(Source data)
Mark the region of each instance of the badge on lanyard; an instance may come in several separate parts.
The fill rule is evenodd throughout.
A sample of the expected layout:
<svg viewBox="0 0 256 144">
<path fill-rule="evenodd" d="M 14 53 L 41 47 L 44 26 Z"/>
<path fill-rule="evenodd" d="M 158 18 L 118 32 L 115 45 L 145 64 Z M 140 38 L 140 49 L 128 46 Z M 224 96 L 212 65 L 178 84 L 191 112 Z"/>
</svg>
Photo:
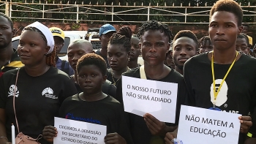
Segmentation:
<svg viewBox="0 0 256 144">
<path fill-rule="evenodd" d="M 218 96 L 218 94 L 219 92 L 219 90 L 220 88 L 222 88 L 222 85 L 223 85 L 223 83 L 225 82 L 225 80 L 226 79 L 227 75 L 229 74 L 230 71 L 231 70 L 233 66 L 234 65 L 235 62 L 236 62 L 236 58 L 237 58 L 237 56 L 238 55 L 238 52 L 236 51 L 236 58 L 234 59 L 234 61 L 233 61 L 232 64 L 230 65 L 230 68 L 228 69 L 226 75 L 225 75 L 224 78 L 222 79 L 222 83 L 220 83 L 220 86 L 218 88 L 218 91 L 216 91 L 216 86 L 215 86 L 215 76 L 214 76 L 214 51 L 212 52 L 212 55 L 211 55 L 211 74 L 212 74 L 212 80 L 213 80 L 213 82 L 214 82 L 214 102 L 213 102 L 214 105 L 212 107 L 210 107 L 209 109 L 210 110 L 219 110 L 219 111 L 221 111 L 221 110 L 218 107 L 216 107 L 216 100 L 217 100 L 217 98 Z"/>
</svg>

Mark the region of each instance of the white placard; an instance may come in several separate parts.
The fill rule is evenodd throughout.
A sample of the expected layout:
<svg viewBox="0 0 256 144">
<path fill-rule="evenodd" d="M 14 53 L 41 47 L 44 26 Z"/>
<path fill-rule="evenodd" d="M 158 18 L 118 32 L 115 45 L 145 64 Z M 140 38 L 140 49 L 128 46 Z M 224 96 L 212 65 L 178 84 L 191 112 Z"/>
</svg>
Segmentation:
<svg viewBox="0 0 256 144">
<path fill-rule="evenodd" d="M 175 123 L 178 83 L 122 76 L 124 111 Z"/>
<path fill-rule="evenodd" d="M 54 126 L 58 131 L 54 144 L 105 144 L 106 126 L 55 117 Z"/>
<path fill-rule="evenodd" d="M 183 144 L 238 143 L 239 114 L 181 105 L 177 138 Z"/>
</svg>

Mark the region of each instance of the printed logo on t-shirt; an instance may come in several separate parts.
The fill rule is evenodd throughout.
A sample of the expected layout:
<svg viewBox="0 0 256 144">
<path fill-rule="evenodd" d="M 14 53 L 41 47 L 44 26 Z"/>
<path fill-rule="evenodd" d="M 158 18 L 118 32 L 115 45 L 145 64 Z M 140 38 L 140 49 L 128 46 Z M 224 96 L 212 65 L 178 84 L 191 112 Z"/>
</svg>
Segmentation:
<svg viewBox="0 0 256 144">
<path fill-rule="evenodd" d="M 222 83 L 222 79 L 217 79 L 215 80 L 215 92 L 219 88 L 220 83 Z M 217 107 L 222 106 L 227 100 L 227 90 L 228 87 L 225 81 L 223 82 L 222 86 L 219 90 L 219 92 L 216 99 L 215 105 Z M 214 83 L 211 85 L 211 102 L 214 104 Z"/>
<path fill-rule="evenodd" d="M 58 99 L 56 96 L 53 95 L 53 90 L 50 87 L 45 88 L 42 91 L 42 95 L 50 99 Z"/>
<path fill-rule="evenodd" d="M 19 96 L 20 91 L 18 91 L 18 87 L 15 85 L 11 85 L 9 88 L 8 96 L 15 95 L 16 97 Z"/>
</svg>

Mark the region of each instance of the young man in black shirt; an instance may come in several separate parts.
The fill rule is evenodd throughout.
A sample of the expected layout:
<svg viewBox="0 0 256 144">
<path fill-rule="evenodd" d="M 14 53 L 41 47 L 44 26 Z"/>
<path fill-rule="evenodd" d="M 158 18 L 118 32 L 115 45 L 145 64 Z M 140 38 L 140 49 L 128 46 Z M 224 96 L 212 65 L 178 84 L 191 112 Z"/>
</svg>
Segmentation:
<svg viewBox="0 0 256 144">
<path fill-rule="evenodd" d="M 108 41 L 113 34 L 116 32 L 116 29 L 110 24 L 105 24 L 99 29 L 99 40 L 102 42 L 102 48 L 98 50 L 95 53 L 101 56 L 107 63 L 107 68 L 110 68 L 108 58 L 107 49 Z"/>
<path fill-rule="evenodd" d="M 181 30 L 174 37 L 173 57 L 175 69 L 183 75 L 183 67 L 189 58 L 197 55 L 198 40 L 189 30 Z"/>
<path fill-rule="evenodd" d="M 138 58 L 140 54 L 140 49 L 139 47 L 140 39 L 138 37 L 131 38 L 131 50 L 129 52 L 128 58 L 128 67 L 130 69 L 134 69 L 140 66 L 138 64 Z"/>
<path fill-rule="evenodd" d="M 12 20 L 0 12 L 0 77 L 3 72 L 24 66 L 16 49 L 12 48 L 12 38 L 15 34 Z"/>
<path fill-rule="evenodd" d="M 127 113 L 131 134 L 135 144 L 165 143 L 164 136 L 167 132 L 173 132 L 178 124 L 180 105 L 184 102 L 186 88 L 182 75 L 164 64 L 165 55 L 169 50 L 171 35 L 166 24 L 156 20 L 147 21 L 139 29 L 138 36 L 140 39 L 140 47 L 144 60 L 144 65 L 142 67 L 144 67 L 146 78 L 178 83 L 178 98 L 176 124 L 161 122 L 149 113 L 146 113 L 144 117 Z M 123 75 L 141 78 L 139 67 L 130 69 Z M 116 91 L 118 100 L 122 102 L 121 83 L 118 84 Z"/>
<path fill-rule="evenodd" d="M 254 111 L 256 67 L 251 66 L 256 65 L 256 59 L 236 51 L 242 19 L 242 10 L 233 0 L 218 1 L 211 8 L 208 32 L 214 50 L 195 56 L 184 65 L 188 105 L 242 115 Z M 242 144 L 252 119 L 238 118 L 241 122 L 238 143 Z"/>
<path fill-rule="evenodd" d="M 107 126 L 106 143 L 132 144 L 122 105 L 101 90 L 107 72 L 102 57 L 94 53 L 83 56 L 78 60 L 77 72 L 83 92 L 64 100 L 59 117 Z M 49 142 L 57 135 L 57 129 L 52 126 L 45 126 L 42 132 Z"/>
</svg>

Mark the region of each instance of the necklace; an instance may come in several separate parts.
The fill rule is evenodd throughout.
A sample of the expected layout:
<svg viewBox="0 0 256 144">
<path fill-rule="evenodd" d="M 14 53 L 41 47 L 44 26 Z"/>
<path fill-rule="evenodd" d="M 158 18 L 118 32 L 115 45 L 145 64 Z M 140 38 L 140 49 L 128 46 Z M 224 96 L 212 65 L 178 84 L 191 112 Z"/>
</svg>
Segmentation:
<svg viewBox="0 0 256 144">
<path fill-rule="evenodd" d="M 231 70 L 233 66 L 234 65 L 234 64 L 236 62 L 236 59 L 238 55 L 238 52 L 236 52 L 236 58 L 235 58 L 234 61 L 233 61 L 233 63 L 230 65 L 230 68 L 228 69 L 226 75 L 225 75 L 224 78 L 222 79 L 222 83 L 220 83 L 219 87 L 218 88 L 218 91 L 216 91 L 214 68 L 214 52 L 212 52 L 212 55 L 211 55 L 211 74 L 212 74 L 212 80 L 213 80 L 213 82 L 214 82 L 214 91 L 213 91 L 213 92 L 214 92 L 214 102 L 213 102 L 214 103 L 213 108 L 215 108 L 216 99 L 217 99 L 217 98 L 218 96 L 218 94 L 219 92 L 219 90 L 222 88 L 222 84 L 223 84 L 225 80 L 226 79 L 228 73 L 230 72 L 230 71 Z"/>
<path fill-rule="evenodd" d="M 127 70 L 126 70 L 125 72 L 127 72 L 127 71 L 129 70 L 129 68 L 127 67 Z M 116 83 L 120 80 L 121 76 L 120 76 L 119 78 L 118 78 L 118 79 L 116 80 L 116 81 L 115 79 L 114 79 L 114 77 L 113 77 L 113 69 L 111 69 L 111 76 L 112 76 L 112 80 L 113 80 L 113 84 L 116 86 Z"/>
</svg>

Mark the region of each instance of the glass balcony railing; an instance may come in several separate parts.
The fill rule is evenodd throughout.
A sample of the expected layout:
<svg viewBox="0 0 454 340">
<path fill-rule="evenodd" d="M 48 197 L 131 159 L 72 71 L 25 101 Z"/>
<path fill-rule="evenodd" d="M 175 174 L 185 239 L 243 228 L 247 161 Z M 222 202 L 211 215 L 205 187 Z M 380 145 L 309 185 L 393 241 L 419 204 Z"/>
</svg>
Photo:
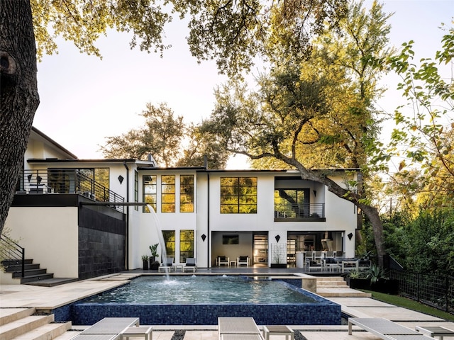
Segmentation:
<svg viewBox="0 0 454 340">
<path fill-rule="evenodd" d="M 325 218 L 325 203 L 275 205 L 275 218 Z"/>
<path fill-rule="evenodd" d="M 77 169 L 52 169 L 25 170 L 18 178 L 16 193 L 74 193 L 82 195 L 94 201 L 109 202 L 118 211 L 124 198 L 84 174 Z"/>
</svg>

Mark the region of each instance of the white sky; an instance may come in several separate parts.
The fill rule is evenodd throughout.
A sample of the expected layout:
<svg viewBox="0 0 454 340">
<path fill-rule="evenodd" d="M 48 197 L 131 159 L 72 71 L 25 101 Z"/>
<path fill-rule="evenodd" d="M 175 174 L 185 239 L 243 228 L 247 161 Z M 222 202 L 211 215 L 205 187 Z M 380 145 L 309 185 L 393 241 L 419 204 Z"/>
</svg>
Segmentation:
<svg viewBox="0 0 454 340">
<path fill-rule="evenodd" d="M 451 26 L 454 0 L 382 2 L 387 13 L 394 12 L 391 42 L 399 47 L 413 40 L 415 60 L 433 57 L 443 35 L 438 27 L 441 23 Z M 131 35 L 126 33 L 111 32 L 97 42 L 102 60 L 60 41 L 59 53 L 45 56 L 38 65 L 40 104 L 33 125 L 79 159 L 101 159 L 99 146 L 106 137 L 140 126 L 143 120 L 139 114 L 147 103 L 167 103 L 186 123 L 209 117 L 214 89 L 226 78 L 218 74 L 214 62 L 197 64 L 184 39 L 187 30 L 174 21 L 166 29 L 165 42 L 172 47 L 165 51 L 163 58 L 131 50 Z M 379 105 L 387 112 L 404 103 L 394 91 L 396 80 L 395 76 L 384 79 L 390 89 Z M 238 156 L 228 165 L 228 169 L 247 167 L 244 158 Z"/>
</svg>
* * *
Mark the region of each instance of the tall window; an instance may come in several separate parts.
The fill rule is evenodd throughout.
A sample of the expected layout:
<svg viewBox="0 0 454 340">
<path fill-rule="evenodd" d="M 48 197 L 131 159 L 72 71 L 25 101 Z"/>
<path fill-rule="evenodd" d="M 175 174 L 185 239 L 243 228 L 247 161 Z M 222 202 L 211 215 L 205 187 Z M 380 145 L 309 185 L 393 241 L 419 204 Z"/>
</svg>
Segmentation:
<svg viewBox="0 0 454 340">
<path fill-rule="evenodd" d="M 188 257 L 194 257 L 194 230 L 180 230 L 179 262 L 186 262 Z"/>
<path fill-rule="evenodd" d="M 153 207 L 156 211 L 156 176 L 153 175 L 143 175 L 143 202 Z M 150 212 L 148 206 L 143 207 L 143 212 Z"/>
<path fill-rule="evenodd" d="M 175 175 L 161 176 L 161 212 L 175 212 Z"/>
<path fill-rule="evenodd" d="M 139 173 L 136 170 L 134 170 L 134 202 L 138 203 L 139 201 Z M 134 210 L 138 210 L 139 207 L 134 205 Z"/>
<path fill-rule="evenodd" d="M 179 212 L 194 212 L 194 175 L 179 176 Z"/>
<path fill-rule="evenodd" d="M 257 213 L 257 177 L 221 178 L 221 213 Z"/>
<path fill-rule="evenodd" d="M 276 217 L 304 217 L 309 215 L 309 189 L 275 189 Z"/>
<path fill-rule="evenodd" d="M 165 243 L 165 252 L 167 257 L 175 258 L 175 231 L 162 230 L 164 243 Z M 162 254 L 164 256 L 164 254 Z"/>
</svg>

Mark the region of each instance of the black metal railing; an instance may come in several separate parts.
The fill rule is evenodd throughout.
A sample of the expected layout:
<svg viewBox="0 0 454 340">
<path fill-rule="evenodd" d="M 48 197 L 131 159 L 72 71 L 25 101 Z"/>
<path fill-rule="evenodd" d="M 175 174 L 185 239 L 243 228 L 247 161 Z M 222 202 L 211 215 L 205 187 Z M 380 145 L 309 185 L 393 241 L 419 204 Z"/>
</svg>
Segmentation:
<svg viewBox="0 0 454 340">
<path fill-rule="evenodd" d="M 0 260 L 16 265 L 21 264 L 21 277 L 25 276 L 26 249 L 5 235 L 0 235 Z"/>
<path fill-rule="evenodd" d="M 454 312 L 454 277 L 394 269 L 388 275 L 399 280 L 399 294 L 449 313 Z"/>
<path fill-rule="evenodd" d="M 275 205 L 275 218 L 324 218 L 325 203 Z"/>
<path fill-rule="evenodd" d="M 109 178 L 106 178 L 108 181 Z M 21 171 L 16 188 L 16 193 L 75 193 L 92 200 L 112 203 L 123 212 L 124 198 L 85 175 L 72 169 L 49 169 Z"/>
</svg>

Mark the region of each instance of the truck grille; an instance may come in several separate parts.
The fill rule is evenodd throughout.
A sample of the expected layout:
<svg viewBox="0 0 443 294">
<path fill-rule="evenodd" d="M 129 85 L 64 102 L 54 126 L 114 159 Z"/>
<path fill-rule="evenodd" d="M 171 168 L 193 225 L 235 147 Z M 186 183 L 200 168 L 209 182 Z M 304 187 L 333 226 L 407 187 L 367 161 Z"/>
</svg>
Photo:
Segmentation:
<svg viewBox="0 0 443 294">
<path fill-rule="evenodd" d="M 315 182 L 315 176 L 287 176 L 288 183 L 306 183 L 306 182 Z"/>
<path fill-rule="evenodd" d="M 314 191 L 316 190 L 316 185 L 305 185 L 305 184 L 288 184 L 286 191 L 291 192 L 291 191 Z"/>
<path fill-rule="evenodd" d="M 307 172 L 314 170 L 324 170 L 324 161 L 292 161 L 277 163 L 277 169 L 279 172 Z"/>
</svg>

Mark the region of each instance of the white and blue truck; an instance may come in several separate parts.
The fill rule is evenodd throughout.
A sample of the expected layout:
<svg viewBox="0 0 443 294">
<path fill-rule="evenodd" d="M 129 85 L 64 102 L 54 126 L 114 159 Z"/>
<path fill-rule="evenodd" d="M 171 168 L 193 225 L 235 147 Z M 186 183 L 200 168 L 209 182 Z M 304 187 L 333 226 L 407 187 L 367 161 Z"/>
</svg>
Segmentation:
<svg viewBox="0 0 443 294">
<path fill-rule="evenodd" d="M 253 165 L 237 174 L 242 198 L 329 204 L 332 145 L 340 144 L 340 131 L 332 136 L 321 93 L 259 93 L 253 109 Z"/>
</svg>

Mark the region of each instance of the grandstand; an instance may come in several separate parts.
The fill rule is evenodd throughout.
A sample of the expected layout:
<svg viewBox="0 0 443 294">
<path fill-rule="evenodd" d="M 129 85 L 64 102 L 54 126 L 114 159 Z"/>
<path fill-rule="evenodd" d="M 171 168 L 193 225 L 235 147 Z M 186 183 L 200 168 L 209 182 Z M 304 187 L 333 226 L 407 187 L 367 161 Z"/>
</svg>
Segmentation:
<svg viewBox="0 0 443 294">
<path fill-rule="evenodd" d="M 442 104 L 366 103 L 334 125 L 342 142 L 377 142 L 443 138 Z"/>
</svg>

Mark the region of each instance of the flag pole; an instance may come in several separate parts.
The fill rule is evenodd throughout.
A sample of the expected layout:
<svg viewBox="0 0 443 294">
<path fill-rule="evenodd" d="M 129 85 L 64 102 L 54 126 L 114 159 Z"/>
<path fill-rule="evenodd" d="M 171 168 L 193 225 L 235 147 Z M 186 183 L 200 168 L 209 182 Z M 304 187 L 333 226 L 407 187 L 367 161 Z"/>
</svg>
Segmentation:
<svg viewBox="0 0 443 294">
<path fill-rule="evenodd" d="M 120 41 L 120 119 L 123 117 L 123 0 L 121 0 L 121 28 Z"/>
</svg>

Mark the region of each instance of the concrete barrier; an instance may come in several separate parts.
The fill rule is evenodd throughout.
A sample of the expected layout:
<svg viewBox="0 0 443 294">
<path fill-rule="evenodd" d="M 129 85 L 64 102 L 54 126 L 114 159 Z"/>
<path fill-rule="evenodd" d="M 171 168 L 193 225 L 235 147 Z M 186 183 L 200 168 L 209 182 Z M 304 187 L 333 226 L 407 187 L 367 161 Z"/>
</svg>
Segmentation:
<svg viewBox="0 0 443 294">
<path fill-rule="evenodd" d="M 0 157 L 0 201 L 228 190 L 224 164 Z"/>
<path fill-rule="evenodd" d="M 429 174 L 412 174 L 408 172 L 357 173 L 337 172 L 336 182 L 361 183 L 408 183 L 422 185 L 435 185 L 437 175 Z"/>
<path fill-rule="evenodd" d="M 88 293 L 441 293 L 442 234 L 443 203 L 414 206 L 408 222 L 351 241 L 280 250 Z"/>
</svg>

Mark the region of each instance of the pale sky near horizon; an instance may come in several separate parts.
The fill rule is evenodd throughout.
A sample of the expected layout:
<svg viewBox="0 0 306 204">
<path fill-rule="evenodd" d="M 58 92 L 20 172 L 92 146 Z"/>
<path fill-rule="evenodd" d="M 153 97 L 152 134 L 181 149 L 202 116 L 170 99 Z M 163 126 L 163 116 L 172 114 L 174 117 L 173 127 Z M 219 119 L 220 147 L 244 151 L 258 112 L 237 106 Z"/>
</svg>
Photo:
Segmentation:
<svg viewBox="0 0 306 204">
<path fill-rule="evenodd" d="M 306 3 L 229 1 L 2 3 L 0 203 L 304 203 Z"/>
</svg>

Aim — Work out how many rows above contain the string "truck". Give only that number.

Exercise output — 2